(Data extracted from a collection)
==========
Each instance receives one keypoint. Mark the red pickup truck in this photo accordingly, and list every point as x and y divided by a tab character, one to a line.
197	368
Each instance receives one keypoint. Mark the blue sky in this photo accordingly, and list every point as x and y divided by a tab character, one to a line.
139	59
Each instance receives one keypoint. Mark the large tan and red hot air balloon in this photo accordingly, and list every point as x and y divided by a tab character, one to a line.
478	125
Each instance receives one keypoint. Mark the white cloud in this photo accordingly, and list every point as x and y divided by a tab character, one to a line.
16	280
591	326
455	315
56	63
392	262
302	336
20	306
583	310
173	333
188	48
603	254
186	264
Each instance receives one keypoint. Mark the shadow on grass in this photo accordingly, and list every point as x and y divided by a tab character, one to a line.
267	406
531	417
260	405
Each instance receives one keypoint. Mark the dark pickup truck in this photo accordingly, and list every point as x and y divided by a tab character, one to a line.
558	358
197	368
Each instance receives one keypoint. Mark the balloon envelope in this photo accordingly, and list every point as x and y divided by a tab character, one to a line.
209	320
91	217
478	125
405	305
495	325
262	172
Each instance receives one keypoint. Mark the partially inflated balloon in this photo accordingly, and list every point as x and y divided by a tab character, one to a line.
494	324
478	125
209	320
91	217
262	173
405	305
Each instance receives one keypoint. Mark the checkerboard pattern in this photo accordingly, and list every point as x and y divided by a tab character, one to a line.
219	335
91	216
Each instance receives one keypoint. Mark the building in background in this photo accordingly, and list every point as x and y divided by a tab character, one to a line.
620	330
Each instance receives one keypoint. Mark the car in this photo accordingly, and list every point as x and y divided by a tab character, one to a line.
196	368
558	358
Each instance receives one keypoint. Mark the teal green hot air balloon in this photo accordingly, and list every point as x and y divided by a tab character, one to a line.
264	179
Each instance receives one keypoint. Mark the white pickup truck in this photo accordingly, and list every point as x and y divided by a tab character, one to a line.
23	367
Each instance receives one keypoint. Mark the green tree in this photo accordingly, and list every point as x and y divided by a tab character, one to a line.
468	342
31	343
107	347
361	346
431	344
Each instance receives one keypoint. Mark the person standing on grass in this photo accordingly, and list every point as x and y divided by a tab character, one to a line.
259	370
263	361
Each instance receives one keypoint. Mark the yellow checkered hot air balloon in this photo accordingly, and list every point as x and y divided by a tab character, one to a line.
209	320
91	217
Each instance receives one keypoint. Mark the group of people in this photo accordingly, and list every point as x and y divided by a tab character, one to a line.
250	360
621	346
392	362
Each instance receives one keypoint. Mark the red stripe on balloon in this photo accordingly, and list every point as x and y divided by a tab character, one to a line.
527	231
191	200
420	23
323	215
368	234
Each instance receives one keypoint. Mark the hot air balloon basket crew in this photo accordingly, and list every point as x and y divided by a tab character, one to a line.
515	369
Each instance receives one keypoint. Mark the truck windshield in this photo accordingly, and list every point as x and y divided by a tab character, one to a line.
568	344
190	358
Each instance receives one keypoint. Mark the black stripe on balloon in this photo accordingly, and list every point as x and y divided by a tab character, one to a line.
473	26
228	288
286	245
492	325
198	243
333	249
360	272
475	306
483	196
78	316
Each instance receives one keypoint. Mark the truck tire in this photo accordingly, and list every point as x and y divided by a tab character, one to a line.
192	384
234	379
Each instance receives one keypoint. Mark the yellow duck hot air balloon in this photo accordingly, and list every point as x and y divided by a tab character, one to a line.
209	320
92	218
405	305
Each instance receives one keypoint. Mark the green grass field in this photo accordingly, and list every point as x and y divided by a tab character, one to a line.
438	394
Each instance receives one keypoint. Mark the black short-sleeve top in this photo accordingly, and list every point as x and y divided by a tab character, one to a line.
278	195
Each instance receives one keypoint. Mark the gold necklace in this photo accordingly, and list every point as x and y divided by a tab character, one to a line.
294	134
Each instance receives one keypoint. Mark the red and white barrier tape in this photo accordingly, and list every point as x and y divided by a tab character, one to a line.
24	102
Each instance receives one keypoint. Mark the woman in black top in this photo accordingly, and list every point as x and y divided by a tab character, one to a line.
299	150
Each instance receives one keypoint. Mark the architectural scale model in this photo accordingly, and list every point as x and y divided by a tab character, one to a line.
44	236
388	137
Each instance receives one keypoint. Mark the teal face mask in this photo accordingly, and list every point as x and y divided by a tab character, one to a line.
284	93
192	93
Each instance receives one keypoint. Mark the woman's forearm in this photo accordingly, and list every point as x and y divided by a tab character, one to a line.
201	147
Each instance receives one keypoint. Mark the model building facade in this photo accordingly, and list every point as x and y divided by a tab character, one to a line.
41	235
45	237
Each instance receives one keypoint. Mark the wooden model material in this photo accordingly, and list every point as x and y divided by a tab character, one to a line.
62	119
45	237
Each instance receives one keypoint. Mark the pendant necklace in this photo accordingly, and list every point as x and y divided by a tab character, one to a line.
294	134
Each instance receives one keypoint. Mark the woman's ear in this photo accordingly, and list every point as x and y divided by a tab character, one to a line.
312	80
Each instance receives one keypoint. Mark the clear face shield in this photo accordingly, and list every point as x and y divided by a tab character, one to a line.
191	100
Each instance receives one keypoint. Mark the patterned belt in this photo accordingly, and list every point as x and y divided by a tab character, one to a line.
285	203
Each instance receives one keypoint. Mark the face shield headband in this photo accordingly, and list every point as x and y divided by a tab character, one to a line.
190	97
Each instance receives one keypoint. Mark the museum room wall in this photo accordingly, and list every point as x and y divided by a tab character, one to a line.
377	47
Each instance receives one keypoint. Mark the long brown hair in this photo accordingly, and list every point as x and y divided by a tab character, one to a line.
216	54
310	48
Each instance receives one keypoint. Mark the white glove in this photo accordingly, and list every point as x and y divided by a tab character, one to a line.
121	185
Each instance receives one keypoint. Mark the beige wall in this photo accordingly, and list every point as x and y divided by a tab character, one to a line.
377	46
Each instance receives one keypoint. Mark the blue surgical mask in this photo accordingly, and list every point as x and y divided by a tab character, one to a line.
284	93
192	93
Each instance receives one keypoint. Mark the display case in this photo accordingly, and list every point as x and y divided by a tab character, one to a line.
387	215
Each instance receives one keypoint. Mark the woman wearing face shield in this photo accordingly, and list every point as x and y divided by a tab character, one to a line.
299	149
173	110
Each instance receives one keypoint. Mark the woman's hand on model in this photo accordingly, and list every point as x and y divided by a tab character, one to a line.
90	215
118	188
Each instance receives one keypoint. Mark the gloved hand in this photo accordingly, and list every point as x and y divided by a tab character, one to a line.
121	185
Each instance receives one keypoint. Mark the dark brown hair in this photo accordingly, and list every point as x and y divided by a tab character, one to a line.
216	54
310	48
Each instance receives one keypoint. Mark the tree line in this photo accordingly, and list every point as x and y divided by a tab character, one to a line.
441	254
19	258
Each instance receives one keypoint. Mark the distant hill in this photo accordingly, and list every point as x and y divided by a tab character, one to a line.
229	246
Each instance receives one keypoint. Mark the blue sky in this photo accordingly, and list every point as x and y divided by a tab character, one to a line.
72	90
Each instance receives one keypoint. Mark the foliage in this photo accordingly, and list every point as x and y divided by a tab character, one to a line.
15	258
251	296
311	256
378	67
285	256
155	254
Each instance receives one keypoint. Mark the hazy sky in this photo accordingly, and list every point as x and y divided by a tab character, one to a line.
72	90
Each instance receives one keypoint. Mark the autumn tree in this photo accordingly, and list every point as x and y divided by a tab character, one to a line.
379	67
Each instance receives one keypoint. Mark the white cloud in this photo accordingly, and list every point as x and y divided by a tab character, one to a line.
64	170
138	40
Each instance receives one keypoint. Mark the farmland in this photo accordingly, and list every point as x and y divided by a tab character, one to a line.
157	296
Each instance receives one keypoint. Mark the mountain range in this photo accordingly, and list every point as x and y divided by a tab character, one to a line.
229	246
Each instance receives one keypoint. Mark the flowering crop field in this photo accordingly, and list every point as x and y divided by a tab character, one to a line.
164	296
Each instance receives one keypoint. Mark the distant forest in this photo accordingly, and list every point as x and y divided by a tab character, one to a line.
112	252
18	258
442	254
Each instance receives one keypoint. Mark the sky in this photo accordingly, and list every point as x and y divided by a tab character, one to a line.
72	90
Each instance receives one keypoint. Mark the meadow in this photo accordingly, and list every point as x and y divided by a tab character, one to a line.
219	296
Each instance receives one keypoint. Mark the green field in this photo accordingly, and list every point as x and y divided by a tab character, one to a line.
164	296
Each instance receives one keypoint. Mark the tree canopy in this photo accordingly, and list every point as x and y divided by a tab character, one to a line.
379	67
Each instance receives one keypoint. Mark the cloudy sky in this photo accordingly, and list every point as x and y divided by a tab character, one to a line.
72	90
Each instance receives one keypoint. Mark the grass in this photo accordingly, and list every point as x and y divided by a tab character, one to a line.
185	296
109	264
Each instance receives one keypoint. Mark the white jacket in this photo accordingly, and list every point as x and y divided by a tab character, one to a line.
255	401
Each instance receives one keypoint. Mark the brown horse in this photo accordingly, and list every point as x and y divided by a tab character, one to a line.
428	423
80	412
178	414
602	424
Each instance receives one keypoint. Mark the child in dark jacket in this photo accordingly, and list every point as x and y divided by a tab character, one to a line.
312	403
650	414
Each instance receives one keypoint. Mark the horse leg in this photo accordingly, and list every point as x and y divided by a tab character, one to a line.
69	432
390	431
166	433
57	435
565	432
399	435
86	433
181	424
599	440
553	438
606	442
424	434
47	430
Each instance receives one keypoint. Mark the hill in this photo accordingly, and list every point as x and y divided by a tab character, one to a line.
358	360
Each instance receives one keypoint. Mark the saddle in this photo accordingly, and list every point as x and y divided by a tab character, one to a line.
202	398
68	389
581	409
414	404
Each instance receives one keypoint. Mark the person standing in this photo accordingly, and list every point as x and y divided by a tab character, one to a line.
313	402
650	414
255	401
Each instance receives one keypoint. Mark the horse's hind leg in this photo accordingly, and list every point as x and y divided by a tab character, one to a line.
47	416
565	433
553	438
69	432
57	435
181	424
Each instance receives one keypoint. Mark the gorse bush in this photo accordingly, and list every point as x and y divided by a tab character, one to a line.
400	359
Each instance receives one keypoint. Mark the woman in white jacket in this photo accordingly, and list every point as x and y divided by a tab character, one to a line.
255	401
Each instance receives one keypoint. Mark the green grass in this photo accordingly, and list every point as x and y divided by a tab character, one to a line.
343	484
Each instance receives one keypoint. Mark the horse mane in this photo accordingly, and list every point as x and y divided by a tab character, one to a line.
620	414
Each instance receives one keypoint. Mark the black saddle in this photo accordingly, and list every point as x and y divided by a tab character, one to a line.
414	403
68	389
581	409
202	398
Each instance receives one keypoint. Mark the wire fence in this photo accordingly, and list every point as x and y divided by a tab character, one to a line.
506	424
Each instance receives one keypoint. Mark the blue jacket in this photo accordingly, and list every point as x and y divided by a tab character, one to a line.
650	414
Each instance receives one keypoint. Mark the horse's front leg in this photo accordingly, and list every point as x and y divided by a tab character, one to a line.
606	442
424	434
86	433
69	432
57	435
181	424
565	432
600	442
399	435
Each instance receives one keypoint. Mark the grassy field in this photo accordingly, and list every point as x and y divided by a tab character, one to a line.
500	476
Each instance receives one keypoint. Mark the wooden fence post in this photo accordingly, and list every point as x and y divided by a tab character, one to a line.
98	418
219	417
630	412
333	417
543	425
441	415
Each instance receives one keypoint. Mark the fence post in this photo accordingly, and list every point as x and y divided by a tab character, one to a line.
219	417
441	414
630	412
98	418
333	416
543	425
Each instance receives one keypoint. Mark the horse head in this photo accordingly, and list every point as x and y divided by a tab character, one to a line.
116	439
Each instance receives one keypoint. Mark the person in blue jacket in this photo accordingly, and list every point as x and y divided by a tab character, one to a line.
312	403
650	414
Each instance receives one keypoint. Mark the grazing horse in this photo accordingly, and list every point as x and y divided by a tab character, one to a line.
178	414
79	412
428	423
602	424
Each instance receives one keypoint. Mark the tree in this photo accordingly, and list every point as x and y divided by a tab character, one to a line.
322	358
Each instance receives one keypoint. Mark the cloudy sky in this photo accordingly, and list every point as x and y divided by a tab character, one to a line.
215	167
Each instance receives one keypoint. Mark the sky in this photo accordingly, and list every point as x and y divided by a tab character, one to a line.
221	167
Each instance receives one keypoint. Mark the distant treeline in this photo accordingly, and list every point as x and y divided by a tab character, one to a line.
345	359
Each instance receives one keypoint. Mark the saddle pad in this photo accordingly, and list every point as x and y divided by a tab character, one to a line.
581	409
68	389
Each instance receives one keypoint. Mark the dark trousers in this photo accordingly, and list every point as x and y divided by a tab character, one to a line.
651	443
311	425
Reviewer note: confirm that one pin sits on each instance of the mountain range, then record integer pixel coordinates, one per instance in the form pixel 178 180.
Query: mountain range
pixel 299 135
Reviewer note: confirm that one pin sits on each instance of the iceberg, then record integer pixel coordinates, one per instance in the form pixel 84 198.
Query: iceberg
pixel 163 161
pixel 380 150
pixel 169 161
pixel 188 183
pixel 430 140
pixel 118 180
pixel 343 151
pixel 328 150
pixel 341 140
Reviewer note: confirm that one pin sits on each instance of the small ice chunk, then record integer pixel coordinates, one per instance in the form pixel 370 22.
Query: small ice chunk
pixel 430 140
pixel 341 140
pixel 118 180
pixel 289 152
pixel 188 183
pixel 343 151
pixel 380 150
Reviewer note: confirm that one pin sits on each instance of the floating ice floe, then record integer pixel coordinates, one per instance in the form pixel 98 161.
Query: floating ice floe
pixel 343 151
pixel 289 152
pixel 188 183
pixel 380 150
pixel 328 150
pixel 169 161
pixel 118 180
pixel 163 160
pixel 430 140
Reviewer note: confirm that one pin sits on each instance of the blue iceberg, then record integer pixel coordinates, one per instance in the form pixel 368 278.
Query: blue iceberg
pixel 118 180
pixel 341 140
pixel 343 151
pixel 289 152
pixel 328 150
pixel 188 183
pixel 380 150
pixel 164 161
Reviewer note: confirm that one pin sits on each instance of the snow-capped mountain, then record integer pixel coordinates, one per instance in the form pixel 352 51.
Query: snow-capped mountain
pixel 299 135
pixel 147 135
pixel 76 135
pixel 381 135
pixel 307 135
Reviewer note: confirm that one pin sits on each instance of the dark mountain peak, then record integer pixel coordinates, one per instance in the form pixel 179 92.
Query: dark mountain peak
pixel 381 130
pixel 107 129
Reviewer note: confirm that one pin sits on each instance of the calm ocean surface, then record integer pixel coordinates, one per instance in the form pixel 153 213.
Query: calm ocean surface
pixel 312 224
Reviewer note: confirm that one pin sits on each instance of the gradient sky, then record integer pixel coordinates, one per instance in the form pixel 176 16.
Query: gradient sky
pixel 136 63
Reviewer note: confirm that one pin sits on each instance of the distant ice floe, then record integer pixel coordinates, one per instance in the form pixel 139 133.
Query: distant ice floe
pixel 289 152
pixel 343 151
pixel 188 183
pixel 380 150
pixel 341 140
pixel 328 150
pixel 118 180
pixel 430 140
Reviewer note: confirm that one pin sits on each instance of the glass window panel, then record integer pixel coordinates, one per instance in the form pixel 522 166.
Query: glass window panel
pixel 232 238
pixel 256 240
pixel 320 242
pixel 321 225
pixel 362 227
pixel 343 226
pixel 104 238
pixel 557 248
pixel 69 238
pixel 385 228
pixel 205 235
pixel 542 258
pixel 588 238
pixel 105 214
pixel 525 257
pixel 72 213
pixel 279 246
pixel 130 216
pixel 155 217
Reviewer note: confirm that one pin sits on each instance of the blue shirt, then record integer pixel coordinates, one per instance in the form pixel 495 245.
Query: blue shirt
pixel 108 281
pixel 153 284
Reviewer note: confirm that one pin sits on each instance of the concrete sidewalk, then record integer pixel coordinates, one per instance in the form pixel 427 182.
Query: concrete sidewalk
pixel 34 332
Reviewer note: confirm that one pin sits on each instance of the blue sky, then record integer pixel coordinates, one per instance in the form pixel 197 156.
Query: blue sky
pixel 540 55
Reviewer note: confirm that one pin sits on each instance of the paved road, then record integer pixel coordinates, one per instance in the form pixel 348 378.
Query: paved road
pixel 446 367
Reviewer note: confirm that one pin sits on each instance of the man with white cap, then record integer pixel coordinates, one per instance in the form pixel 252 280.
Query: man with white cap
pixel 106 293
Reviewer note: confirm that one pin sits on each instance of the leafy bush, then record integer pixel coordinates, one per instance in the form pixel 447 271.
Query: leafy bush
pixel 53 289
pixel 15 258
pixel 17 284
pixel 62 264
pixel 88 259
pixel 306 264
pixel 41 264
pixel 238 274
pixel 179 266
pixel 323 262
==========
■ Task: An exact copy of the lines above between the line holding "Query: mountain range" and the line holding "pixel 370 22.", inclusive, is the whole answer.

■ Result of the task:
Query: mountain range
pixel 299 135
Reviewer note: confirm that one pin sits on each instance of the iceberg, then record integer pixel coordinates, one per instance in the form pixel 84 198.
Query: iceberg
pixel 163 161
pixel 380 150
pixel 169 161
pixel 188 183
pixel 430 140
pixel 118 180
pixel 343 151
pixel 328 150
pixel 341 140
Reviewer note: confirm that one pin sits on each instance of the small ice chunk, then record integer pixel coordinates, one per instance in the form pixel 370 22.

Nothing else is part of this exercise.